Task statement
Copy word for word the lines below, starting with the line that contains "the white sink" and continuing through the final line, with both ends included.

(Dataset items)
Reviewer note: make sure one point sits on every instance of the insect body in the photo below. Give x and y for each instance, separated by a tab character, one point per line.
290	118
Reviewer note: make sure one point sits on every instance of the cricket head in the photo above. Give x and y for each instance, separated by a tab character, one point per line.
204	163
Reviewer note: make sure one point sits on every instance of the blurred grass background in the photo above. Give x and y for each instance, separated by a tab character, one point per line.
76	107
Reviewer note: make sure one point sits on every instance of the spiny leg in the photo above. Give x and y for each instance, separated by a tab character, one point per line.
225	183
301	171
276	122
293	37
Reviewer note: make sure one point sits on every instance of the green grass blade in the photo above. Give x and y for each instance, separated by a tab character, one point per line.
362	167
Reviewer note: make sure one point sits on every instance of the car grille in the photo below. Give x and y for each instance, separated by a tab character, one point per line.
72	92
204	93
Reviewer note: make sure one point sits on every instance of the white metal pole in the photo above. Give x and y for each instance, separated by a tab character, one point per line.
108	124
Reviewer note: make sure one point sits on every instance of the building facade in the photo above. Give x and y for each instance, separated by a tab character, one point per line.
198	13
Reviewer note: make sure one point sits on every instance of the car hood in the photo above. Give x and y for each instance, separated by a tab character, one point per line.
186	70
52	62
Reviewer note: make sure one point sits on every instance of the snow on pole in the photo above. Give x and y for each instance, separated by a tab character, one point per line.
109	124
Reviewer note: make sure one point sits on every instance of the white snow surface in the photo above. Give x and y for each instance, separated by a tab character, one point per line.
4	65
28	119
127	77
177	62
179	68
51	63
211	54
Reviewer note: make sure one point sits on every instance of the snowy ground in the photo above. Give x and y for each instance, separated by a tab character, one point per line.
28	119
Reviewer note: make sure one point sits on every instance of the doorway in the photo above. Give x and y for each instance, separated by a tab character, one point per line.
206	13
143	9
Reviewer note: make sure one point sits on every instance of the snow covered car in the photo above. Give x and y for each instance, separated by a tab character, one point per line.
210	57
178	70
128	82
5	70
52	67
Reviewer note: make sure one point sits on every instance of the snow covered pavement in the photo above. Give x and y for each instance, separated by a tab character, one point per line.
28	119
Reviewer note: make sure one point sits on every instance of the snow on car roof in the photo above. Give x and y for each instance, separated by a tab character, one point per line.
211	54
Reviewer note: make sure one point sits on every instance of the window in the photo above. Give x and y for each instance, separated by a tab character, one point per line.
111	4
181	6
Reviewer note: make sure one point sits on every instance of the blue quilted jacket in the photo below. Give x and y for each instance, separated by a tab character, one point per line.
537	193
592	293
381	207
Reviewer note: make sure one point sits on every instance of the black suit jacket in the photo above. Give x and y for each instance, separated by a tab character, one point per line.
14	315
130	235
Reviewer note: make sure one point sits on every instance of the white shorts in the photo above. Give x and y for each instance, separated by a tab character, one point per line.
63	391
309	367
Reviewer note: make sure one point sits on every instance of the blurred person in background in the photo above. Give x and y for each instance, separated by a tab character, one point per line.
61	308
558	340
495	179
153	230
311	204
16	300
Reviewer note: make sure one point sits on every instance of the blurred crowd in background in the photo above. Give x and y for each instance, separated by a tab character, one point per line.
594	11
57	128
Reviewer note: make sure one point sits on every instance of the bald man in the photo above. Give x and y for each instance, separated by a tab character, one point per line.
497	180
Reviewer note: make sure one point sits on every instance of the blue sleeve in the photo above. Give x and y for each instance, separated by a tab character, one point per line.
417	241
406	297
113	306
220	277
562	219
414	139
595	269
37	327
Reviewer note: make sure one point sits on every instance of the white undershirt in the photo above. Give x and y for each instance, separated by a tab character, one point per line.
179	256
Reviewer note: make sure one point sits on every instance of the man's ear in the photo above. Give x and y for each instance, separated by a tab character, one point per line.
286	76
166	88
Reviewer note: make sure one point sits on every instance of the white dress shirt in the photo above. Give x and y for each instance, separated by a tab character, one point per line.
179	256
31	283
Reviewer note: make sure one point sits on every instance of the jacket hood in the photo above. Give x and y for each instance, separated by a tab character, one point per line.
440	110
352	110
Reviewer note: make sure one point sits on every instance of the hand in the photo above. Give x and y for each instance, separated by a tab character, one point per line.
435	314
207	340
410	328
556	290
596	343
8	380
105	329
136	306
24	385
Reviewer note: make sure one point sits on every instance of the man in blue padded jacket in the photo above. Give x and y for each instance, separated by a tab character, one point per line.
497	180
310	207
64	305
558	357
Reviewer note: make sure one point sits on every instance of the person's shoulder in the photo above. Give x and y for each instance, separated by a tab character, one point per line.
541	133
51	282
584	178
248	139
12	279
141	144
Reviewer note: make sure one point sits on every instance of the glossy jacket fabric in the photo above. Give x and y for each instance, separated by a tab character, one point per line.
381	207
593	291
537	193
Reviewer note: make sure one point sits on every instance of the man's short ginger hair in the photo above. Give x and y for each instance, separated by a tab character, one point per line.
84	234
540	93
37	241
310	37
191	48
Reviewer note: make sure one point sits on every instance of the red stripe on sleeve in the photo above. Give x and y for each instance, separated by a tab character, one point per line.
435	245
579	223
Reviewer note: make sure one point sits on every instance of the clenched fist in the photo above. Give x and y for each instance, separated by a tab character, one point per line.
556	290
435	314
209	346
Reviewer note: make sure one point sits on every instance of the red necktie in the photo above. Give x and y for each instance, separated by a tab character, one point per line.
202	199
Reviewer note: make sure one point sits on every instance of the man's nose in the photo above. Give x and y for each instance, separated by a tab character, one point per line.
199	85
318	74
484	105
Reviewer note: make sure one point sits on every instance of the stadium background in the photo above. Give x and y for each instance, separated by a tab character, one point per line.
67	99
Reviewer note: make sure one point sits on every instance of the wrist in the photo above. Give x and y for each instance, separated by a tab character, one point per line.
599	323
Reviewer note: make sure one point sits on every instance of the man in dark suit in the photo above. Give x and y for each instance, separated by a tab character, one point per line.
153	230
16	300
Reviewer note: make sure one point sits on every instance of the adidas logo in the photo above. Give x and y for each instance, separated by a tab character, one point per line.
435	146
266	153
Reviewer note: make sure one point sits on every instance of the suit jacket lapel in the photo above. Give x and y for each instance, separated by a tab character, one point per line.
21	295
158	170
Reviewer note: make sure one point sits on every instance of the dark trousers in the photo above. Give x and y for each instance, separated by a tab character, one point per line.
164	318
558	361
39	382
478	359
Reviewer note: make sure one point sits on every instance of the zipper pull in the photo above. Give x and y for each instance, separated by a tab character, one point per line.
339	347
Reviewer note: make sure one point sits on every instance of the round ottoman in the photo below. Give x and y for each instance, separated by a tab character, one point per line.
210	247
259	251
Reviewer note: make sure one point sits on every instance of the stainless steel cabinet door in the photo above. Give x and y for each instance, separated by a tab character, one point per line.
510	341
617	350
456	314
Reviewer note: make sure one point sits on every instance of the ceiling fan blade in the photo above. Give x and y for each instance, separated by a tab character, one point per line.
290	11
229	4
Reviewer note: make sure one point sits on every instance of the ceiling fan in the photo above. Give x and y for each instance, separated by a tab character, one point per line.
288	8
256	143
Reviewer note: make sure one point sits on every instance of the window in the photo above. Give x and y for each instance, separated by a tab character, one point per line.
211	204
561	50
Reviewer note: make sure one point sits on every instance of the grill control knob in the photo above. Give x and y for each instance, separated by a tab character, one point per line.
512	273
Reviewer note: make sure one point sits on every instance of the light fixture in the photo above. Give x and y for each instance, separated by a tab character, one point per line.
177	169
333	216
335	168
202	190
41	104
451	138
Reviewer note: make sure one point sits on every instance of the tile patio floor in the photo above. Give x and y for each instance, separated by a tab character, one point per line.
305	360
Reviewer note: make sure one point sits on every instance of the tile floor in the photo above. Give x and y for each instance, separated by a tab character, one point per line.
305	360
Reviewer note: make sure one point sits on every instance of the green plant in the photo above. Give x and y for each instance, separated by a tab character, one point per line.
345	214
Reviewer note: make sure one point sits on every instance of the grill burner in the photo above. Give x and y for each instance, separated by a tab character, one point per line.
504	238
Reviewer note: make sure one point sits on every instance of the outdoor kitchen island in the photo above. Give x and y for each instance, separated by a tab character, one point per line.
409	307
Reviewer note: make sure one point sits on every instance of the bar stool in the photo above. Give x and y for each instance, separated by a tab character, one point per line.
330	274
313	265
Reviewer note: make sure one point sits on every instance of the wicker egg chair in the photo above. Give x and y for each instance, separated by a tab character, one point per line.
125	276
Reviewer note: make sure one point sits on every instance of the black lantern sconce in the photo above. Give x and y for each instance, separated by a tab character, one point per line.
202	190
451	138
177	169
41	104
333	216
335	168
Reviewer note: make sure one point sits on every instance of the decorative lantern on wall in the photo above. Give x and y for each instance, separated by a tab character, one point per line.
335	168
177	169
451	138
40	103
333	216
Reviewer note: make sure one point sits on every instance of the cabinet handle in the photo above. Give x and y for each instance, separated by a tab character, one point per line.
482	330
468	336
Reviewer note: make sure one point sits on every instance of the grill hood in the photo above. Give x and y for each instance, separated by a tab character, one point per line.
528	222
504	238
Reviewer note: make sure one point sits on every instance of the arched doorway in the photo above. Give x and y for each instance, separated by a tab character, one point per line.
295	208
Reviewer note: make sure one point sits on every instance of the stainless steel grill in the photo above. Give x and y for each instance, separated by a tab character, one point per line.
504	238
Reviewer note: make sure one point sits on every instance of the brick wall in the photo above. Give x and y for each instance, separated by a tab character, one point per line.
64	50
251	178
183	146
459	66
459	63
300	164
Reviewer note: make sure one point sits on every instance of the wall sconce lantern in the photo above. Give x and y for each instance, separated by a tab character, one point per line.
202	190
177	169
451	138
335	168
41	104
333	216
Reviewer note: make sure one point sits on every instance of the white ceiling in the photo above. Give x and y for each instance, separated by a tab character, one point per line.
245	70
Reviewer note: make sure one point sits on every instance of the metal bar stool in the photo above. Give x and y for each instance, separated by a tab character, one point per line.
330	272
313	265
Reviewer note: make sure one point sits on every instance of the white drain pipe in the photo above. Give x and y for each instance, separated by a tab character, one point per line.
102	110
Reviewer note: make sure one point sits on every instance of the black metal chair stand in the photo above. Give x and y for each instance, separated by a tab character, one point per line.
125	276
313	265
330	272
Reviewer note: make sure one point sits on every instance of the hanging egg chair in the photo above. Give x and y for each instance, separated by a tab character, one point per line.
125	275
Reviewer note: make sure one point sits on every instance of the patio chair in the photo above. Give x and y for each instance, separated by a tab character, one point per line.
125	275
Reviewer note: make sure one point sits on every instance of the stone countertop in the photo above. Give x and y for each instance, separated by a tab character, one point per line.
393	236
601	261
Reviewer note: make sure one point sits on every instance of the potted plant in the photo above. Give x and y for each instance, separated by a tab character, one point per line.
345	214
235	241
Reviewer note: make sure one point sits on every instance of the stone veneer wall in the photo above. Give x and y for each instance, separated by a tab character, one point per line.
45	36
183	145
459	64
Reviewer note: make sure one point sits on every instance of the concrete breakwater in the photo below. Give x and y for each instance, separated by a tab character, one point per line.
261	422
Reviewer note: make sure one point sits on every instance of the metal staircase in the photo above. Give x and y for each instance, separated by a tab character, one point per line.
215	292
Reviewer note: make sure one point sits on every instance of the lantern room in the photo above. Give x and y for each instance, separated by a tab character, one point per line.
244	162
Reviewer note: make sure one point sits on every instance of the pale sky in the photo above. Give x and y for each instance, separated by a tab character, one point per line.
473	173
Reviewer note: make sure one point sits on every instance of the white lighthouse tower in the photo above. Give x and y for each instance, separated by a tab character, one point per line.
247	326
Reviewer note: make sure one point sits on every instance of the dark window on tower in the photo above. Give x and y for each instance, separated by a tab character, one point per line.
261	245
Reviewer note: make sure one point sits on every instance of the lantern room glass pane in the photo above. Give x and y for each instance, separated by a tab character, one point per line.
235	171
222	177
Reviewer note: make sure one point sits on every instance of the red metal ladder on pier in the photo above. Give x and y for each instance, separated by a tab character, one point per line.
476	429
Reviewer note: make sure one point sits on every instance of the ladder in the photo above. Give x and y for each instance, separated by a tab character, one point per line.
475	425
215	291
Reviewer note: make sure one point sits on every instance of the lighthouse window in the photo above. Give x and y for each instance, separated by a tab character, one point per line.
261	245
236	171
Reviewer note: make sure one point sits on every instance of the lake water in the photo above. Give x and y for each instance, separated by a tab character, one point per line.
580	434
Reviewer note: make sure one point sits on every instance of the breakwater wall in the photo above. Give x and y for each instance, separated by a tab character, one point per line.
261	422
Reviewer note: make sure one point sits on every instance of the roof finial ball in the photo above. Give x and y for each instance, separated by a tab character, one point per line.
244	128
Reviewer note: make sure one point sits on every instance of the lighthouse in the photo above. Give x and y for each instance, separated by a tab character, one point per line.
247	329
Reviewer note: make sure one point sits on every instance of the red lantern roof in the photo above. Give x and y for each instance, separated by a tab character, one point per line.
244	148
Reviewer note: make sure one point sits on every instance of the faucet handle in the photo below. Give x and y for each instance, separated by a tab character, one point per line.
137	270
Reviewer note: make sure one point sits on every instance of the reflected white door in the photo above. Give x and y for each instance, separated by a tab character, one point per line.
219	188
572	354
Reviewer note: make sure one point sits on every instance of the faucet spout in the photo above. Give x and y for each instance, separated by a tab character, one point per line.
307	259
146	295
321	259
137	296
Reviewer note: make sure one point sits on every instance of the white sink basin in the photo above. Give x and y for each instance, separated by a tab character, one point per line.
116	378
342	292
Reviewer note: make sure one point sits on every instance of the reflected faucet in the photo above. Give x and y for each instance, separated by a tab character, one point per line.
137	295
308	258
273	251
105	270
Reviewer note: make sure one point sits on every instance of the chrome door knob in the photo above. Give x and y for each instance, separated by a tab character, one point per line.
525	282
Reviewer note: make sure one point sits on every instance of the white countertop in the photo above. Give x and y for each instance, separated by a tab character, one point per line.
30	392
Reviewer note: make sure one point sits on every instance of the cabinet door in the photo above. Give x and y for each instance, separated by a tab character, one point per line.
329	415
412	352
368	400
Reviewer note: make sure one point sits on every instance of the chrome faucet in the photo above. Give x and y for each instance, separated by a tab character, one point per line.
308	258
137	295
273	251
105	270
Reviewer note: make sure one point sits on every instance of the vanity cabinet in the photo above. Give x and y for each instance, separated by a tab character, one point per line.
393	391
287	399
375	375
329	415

Written response
Reviewer note: make sure one point sits on every instance of the white sink basin in the photo above. Give x and y for each instance, separated by a tab character, one point per line.
116	378
342	292
Reviewer note: make sure one point sits on every instance of the reflected faucet in the photo above. Give x and y for each instance, separated by a tab character, one point per line.
137	295
308	258
273	251
105	270
Reviewer note: make sure one point sits on every instance of the chrome door knob in the photo above. Give x and y for each instance, separated by a tab character, one point per line.
525	282
Reviewer note: make sure one point sits on every instance of the white countertop in the photo above. Give x and y for each instance, separated by a tab character, one point per line.
30	392
Reviewer note: make sure one point sits on every instance of the cabinet door in the photo above. Give x and y for each instance, separated by a tab character, one point per line.
329	415
412	352
368	400
Reviewer note: make sure one point sits on every instance of the chrome faucet in the photo above. Give x and y for each instance, separated by a tab character, one point per line.
308	258
137	295
273	251
105	270
Reviewer note: make sure one point sits on every instance of the vanity cabinet in the photo above. Give x and y for each instance, separated by a tab character, one point per line.
393	391
287	399
375	375
329	415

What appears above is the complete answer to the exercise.